▶ [Task details]: Every line below needs to be returned exactly as written.

▶ [Records drawn from a dataset]:

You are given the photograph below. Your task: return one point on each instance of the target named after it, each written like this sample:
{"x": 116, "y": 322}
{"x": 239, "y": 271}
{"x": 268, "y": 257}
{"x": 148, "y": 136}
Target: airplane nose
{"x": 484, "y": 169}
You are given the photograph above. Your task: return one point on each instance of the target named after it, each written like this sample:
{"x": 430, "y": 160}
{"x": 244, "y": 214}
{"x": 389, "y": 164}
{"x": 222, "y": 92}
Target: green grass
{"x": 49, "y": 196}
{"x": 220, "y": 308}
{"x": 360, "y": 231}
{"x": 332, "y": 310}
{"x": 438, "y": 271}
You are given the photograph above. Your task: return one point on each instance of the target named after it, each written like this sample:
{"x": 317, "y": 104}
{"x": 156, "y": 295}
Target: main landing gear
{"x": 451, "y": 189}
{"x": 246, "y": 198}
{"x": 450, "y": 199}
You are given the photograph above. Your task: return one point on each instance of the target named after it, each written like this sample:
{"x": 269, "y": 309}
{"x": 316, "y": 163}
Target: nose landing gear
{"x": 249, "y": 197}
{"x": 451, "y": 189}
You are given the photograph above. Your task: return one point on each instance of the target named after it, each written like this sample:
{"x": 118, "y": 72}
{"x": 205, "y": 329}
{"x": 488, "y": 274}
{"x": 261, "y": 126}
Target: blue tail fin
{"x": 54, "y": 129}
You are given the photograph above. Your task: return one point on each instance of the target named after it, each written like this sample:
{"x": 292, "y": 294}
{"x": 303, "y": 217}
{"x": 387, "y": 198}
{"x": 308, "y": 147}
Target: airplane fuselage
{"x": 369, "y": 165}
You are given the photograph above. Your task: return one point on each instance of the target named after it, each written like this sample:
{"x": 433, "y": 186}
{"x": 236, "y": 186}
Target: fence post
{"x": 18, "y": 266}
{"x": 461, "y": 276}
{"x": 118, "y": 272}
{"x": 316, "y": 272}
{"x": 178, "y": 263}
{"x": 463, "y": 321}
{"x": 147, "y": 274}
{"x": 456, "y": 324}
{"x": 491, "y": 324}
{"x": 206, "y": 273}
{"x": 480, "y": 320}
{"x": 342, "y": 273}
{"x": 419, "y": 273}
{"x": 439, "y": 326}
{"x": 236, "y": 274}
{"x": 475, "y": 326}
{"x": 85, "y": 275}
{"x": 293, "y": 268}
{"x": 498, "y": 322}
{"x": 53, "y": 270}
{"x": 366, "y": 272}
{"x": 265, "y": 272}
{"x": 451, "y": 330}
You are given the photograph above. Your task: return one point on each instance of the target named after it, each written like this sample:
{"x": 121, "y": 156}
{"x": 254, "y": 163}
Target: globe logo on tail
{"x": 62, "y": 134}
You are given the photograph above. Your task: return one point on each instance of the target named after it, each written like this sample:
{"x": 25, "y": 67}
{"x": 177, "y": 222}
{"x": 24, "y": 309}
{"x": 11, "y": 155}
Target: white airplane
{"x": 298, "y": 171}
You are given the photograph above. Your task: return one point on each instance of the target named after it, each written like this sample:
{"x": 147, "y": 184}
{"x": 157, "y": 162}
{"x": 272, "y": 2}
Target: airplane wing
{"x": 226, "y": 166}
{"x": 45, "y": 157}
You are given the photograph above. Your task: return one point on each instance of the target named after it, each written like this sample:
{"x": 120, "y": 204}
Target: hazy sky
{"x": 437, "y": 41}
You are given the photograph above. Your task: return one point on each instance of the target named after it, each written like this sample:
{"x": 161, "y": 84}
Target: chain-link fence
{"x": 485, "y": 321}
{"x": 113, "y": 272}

▶ [Solution below]:
You are given the photograph below. Your task: return one point on each instance of the target named after it, each written like this sample:
{"x": 116, "y": 322}
{"x": 239, "y": 271}
{"x": 268, "y": 257}
{"x": 148, "y": 136}
Target: airplane nose
{"x": 484, "y": 169}
You are given the photograph above. Your task: return one point on each instance of the target named after it, each written like this sample:
{"x": 430, "y": 160}
{"x": 244, "y": 214}
{"x": 389, "y": 164}
{"x": 222, "y": 92}
Target: green grass
{"x": 49, "y": 196}
{"x": 220, "y": 308}
{"x": 360, "y": 231}
{"x": 332, "y": 310}
{"x": 438, "y": 271}
You are given the photograph above. Your task: return one point on each instance of the target named after it, each written like this sample:
{"x": 317, "y": 104}
{"x": 156, "y": 295}
Target: main landing gear
{"x": 451, "y": 189}
{"x": 246, "y": 198}
{"x": 450, "y": 199}
You are given the photograph above. Your task: return one point on each instance of the target named after it, each written like this sample:
{"x": 269, "y": 309}
{"x": 316, "y": 163}
Target: nose landing gear
{"x": 249, "y": 197}
{"x": 451, "y": 189}
You are given the photograph above. Your task: return one point on each instance of the target named after it, each written like this sample:
{"x": 118, "y": 72}
{"x": 205, "y": 329}
{"x": 488, "y": 274}
{"x": 261, "y": 126}
Target: blue tail fin
{"x": 54, "y": 129}
You are given the photograph above. Your task: return one point on each instance of the target named after it, each written like this sample:
{"x": 292, "y": 294}
{"x": 303, "y": 217}
{"x": 387, "y": 198}
{"x": 308, "y": 147}
Target: airplane fuselage
{"x": 369, "y": 165}
You are given the photograph above. Your task: return one point on each instance of the target named after it, each written like this sample:
{"x": 433, "y": 186}
{"x": 236, "y": 186}
Target: fence post
{"x": 18, "y": 266}
{"x": 461, "y": 276}
{"x": 118, "y": 272}
{"x": 316, "y": 272}
{"x": 178, "y": 263}
{"x": 463, "y": 321}
{"x": 147, "y": 274}
{"x": 456, "y": 324}
{"x": 491, "y": 324}
{"x": 206, "y": 273}
{"x": 480, "y": 320}
{"x": 342, "y": 273}
{"x": 419, "y": 273}
{"x": 439, "y": 326}
{"x": 236, "y": 274}
{"x": 475, "y": 326}
{"x": 85, "y": 275}
{"x": 293, "y": 268}
{"x": 498, "y": 322}
{"x": 53, "y": 270}
{"x": 366, "y": 272}
{"x": 265, "y": 272}
{"x": 451, "y": 330}
You are given the photograph above. Your task: return one point on each instance of the target named after it, each written like this sample:
{"x": 121, "y": 156}
{"x": 254, "y": 163}
Target: globe logo on tail
{"x": 62, "y": 134}
You are given the photograph above. Your task: return one point on each instance of the target named after it, each written like this sample:
{"x": 25, "y": 67}
{"x": 177, "y": 222}
{"x": 24, "y": 309}
{"x": 11, "y": 155}
Target: white airplane
{"x": 298, "y": 171}
You are given the photograph above. Your task: return one point on each instance of the target named after it, each written like this sample:
{"x": 147, "y": 184}
{"x": 157, "y": 162}
{"x": 272, "y": 2}
Target: airplane wing
{"x": 226, "y": 166}
{"x": 45, "y": 157}
You are given the photograph above. Your task: return one point on each instance of the target named after it, each written like this sample:
{"x": 120, "y": 204}
Target: hazy sky
{"x": 437, "y": 41}
You are given the photograph above. Your task: return one point on each instance of the target named after it, each written like this sample:
{"x": 161, "y": 84}
Target: chain-link fence
{"x": 485, "y": 321}
{"x": 113, "y": 272}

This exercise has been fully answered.